▸ TASK OBJECTIVE: Output an exact reproduction of the data.

======== THE DATA

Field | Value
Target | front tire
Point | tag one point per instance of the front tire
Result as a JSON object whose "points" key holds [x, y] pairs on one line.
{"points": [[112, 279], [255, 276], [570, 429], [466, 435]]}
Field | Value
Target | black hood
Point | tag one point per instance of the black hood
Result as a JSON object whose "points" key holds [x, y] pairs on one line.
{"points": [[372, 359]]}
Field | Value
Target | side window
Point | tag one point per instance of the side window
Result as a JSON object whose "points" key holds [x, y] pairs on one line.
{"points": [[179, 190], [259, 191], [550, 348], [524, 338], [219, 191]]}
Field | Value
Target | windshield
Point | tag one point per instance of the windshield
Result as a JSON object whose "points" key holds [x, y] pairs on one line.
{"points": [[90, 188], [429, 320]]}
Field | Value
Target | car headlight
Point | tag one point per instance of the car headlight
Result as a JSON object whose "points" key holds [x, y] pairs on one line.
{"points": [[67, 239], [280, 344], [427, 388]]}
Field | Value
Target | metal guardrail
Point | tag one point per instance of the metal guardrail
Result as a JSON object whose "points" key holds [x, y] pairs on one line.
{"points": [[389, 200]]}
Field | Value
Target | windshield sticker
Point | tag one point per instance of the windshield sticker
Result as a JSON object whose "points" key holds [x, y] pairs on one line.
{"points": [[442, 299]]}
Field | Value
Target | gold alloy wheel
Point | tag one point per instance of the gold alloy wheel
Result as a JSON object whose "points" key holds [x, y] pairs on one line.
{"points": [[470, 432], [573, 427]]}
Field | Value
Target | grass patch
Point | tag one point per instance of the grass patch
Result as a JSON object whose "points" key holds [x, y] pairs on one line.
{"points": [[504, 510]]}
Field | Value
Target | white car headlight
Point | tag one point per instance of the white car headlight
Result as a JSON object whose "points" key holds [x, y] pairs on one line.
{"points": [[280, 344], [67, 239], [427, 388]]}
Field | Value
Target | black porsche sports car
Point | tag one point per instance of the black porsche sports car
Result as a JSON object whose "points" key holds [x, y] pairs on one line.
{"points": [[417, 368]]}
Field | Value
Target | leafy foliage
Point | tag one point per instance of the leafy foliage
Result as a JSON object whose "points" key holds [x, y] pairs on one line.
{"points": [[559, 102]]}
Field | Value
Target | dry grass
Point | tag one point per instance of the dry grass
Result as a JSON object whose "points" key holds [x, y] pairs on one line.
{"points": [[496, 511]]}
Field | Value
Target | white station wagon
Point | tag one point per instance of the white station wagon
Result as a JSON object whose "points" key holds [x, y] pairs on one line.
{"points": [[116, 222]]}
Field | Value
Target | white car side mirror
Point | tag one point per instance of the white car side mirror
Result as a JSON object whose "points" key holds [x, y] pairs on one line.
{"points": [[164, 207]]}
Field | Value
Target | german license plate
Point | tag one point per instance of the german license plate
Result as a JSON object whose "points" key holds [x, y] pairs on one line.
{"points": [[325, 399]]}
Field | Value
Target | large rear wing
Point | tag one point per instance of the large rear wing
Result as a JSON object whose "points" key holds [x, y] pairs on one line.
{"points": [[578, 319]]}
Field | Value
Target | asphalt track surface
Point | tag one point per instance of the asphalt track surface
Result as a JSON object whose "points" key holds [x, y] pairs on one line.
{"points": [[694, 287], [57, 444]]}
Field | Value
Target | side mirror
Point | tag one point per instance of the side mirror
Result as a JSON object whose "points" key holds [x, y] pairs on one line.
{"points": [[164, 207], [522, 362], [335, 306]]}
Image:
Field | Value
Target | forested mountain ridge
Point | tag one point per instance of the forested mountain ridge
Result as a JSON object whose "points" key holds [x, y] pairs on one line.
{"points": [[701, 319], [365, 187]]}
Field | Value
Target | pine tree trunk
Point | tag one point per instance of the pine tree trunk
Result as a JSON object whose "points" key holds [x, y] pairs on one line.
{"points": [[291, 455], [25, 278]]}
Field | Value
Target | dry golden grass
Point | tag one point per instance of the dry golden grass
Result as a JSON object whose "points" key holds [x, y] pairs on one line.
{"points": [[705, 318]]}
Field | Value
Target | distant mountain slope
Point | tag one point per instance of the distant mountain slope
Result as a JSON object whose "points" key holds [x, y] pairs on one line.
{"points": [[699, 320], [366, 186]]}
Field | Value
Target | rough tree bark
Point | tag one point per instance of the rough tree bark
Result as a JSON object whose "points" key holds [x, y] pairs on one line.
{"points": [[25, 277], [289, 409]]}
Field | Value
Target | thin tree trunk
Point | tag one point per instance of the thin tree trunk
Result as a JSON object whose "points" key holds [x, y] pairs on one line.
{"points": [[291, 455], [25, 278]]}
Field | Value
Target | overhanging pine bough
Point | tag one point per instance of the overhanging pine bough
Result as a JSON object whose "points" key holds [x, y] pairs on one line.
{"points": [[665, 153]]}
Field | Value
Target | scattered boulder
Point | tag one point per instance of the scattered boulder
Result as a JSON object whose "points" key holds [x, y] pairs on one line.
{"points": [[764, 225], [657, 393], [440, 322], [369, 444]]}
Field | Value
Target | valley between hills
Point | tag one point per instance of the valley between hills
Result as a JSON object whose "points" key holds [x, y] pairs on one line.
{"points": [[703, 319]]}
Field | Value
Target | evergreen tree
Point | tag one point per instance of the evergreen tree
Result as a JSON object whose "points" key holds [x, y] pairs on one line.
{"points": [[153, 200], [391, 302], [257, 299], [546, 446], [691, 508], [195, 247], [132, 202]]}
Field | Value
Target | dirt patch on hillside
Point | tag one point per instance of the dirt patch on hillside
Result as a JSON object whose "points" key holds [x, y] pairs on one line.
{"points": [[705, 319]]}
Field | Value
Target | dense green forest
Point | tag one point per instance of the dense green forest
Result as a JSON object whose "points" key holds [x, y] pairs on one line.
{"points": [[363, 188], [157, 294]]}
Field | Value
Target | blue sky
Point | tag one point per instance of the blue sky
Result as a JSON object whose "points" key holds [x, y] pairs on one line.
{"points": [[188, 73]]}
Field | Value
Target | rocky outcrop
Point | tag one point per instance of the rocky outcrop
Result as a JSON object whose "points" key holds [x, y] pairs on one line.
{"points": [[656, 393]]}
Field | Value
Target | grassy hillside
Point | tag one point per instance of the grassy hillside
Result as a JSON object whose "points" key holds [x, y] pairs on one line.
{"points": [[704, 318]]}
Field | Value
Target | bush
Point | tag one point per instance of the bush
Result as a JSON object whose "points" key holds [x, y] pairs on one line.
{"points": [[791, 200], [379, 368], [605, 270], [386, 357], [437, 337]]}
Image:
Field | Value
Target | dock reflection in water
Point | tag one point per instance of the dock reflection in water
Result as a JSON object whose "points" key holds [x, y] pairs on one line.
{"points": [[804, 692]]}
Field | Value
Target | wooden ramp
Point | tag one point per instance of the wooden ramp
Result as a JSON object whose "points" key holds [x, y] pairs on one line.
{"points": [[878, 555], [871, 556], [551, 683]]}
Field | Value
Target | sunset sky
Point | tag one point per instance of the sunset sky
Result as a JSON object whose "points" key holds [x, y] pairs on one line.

================

▸ SOLVED EXERCISE:
Field | Value
Target | front tire
Point | tag one point per instance of the front tire
Result as a JSON object whose "points" key holds [x, y] pairs on one line.
{"points": [[112, 279], [255, 276], [570, 429], [466, 435]]}
Field | Value
Target | black hood
Point | tag one point per instance of the black hood
Result as a JSON object whose "points" key holds [x, y] pairs on one line.
{"points": [[372, 359]]}
Field | Value
Target | side window
Point | tag one point per instance of the side window
Result as a JSON object whose "points" key holds [x, y] pairs on one line.
{"points": [[179, 190], [259, 191], [550, 348], [524, 338], [219, 191]]}
Field | Value
Target | windshield
Point | tag one point per instance of the windshield
Result as a JSON object whose "points" key holds [x, y] pairs on one line.
{"points": [[90, 188], [429, 320]]}
Field | Value
Target | car headlight
Point | tag one point per instance of the car headlight
Result as a JSON object whose "points" key holds [x, y] pairs on one line.
{"points": [[67, 239], [280, 344], [427, 388]]}
Field | Value
Target | metal guardrail
Point | tag one point per instance of the metal guardrail
Result as a JSON object whose "points" key holds [x, y] pairs on one line.
{"points": [[389, 200]]}
Field | Value
Target | windshield sticker
Point | tag one point per instance of the windshield sticker
Result as a JSON object whose "points" key holds [x, y] pairs on one line.
{"points": [[442, 299]]}
Field | Value
Target | gold alloy wheel
Point | tag one point per instance of the gold alloy wheel
Result as a JSON object whose "points" key holds [x, y] pairs on one line.
{"points": [[470, 432], [573, 427]]}
Field | Value
Target | grass patch
Point | tag one point per instance of the grass patch
Result as a JSON object whose "points" key holds [x, y] pairs on one line.
{"points": [[504, 510]]}
Field | Value
Target | white car headlight
Point | tag one point per instance of the white car headlight
Result as a JSON object whose "points" key holds [x, y] pairs on one line.
{"points": [[280, 344], [67, 239], [427, 388]]}
Field | Value
Target | black porsche sports car
Point | tag one point per instance of the black porsche sports car
Result as a JSON object whose "points" key holds [x, y] pairs on one line.
{"points": [[417, 368]]}
Field | Value
Target | leafy foliage
Point | tag one point per instance of the leafy foliage
Result as a JSON object whose "points" key holds [x, y] pairs on one line.
{"points": [[559, 102]]}
Field | Value
Target | dry grass
Point | tag one point per instance of the dry grass
Result as a JSON object whose "points" key holds [x, y] pairs on one line.
{"points": [[496, 511]]}
Field | Value
Target | white station wagon
Point | tag one point per instance of the white station wagon
Result as a JSON object whose "points" key holds [x, y] pairs on one line.
{"points": [[116, 222]]}
Field | Value
Target | white car side mirror
Point | tag one point per instance of the white car side mirror
Result as a JSON object whose "points" key holds [x, y] pairs on one line.
{"points": [[164, 207]]}
Field | Value
Target | german license plate
Point | tag one point per instance of the german license plate
Result as a JSON object whose "points" key holds [x, y] pairs on one line.
{"points": [[325, 399]]}
Field | Value
Target | large rear wing
Point | tag one point per instance of the large rear wing
Result as a JSON object whose "points" key holds [x, y] pairs on one line.
{"points": [[578, 319]]}
Field | Value
Target | asphalt track surface
Point | tag one point per instance of the asphalt track surface
Result as a JSON object whose "points" key holds [x, y] pairs on one line.
{"points": [[694, 287], [57, 444]]}
Field | Value
Target | side mirror
Point | tag one point per instance of the side mirror
Result as a JSON object whose "points" key holds [x, y] pairs on one line.
{"points": [[164, 207], [522, 362], [335, 306]]}
Image:
Field | Value
Target | forested mountain ridge
Point | tag one point per instance of the forested mountain ridge
Result as a JSON object whose "points" key holds [x, y] pairs on one line.
{"points": [[701, 319], [365, 187]]}
Field | Value
Target | pine tree trunk
Point | tag one point per instance of the pine tree trunk
Result as a JSON object whose "points" key holds [x, y] pairs on one line.
{"points": [[291, 455], [25, 278]]}
Field | Value
Target | dry golden grass
Point | tag one point per instance of the dry golden grass
Result as a JSON object whose "points" key holds [x, y] pairs on one line.
{"points": [[705, 318]]}
Field | Value
Target | distant mountain slope
Point | tag one point per instance of the distant mountain slope
Result as a JSON object whose "points" key holds [x, y] pairs on one line.
{"points": [[699, 320], [366, 186]]}
Field | Value
Target | rough tree bark
Point | tag one point per instance of the rough tree bark
Result as a JSON object whose "points" key holds [x, y] pairs on one line.
{"points": [[25, 277], [289, 409]]}
Field | Value
Target | thin tree trunk
Point | tag one point per instance of the thin tree trunk
Result as a JSON object whose "points" key holds [x, y] pairs on one line.
{"points": [[291, 455], [25, 278]]}
Field | Value
Target | overhanging pine bough
Point | tag one point per instance of the overhanging pine bough
Result as a JSON object whose "points" key holds [x, y] pairs on one line.
{"points": [[665, 153]]}
Field | Value
Target | scattered boulder
Point | tag one point per instance of the scattered boulder
Result as a JSON object whose "points" key holds [x, y] pairs on one line.
{"points": [[764, 225], [657, 393], [440, 322], [369, 444]]}
Field | Value
Target | valley between hills
Point | tag one point per instance of the valley between hills
Result as a JSON object whose "points" key holds [x, y] pairs on one line.
{"points": [[703, 319]]}
Field | Value
Target | evergreen tree
Point | tag one point per instance of the evergreen tree
Result as a JSON object whose "points" key holds [x, y] pairs on one line.
{"points": [[153, 200], [391, 302], [257, 299], [546, 446], [691, 508], [195, 247], [132, 202]]}
Field | Value
Target | dirt patch on hillside
Point | tag one point per instance of the dirt patch on hillside
Result as a JSON object whose "points" key holds [x, y] pairs on one line.
{"points": [[705, 319]]}
Field | Value
Target | dense green forest
Point | tag one point per instance of the dense green forest
Result as a JSON object whose "points" key holds [x, y] pairs on one line.
{"points": [[363, 188], [157, 294]]}
Field | Value
Target | blue sky
Point | tag one point per instance of the blue sky
Result as a JSON object whose "points" key holds [x, y] pairs on one line.
{"points": [[188, 73]]}
Field | Value
Target | rocky outcrop
Point | tag one point per instance of the rocky outcrop
Result as a JSON object whose "points" key holds [x, y] pairs on one line.
{"points": [[656, 393]]}
Field | Value
Target | grassy hillside
Point | tag one point per instance of the grassy hillside
Result as a JSON object whose "points" key holds [x, y] pairs on one line.
{"points": [[704, 318]]}
Field | Value
Target | bush
Point | tag one point per instance of the bush
Result as a JSON object whose "points" key holds [x, y] pairs on one line.
{"points": [[791, 200], [379, 368], [605, 270], [386, 357], [437, 337]]}
Image:
Field | Value
Target | dock reflection in water
Point | tag one point per instance of the dock reflection in water
Result as a JSON object whose "points" key holds [x, y] pairs on one line.
{"points": [[804, 692]]}
Field | Value
Target | wooden ramp
Point | tag one point per instance of the wooden ramp
Result as a JSON object whose "points" key holds [x, y] pairs on one line.
{"points": [[878, 555], [871, 556], [551, 683]]}
Field | Value
Target | sunset sky
Point | tag one point per instance of the sunset sky
Result as a JSON object whose "points" key holds [x, y] pairs on one line.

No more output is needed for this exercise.